◆ **TASK INSTRUCTIONS**:
Pick up the Dionics, Inc. Schedule 13D/A filing below at the point where it stops, and continue writing it.

UNITED STATES
SECURITIES AND EXCHANGE COMMISSION
Washington, D.C. 20549


SCHEDULE 13D/A

(Amendment No. 1)

Under the Securities Exchange Act of 1934

DIONICS, INC.

(Name of Issuer)


Common Stock

(Title of Class of Securities)



254547102

(CUSIP Number)


David M. Kaye, Esq.

Kaye Cooper Fiore Kay & Rosenberg, LLP

30A Vreeland Road, Suite 230

Florham Park, New Jersey 07932

(973) 443-0600

(Name, Address and Telephone Number of Person Authorized to Receive Notices and Communications)


April 21, 2010

(Date of Event which Requires Filing of this Statement)


If the filing person has previously filed a statement on Schedule 13G to report the acquisition that is the subject of this Schedule 13D, and is filing this schedule because of §§ 240.13d-1(e), 240.13d-1(f) or 240.13d-1(g), check the following box. [_]


Note:  Schedules filed in paper format shall include a signed original and five copies of the schedule, including all exhibits.  See § 240.13d-7 for other parties to whom copies are to be sent.

(Coordinate labeling data)

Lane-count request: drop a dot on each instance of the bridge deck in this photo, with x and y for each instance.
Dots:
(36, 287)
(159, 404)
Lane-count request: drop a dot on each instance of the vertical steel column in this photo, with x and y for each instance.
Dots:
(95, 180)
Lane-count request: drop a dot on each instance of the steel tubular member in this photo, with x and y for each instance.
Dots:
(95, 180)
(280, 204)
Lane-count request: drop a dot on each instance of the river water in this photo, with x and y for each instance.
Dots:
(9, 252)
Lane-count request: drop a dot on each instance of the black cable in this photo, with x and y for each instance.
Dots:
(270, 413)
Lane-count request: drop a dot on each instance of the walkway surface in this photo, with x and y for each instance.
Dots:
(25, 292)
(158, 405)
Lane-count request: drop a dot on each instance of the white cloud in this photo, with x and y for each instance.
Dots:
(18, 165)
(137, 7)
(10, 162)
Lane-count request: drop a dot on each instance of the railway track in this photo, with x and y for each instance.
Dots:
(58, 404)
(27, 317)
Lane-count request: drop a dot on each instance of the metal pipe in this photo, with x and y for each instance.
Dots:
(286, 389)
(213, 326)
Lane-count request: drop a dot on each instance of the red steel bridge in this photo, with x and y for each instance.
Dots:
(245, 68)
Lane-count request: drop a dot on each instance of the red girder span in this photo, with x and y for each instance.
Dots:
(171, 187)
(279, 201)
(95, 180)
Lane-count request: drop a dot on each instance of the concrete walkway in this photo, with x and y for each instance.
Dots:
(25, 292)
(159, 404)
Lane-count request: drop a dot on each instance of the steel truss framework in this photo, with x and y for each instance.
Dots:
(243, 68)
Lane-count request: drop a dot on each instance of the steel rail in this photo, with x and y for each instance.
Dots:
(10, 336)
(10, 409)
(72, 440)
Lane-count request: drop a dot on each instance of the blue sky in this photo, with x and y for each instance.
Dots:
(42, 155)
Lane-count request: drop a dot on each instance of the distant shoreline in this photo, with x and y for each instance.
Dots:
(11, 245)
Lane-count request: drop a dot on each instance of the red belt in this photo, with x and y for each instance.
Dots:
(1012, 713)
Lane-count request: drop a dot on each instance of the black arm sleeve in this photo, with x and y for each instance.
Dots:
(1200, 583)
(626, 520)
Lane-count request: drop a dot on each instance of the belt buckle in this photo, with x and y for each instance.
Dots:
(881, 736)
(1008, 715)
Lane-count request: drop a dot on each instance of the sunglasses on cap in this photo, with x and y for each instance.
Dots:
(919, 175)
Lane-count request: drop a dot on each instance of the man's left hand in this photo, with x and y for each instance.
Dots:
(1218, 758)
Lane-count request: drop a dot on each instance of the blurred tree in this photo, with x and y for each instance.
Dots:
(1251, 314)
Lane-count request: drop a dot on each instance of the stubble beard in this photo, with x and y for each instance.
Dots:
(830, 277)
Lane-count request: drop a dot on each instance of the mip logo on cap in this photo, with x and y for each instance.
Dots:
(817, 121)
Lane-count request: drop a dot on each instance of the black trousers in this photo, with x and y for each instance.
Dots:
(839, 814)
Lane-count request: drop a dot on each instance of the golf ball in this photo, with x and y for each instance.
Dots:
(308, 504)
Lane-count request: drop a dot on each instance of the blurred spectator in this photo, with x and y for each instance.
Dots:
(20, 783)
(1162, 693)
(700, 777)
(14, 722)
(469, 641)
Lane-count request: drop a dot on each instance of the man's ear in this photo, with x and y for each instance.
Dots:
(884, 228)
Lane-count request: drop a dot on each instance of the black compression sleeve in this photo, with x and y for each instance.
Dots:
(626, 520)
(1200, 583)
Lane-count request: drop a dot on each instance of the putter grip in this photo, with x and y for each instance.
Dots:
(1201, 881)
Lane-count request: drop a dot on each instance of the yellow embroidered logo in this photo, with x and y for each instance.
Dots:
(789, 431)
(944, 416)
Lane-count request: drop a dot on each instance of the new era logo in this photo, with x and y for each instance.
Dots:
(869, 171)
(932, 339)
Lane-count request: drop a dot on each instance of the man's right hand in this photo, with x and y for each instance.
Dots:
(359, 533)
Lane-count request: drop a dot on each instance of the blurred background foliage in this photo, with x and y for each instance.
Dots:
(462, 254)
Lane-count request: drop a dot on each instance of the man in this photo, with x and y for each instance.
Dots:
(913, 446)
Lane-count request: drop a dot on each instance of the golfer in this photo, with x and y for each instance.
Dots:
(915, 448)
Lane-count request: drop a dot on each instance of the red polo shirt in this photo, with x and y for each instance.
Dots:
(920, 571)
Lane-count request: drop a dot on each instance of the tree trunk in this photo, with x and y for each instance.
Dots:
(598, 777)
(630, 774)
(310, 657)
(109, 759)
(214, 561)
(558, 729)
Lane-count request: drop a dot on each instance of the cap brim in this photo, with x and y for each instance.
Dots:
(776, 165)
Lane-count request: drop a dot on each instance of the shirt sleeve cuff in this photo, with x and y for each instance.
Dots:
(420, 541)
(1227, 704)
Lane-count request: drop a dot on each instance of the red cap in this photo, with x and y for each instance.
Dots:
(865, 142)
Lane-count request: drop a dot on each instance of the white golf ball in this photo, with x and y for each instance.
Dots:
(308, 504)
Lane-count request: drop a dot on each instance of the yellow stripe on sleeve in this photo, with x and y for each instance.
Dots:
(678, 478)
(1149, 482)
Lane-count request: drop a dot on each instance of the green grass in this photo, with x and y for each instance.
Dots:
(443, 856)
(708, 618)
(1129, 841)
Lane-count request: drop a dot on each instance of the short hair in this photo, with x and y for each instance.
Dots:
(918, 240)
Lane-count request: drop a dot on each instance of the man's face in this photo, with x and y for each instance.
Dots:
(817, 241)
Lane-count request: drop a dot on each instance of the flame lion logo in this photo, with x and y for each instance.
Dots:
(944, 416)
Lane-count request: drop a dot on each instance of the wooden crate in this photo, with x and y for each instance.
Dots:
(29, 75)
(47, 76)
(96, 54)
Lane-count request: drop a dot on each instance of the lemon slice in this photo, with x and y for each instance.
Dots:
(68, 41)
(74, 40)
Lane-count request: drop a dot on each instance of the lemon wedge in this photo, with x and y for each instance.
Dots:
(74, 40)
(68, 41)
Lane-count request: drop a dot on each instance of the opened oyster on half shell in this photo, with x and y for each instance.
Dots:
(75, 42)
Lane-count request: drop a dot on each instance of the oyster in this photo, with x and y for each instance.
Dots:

◆ **TASK RESPONSE**:
*The remainder of this cover page shall be filled out for a reporting person's initial filing on this form with respect to the subject class of securities, and for any subsequent amendment containing information which would alter disclosures provided in a prior cover page.


The information required on the remainder of this cover page shall not be deemed to be "filed" for the purpose of Section 18 of the Securities Exchange Act of 1934 ("Act") or otherwise subject to the liabilities of that section of the Act but shall be subject to all other provisions of the Act (however, see the Notes).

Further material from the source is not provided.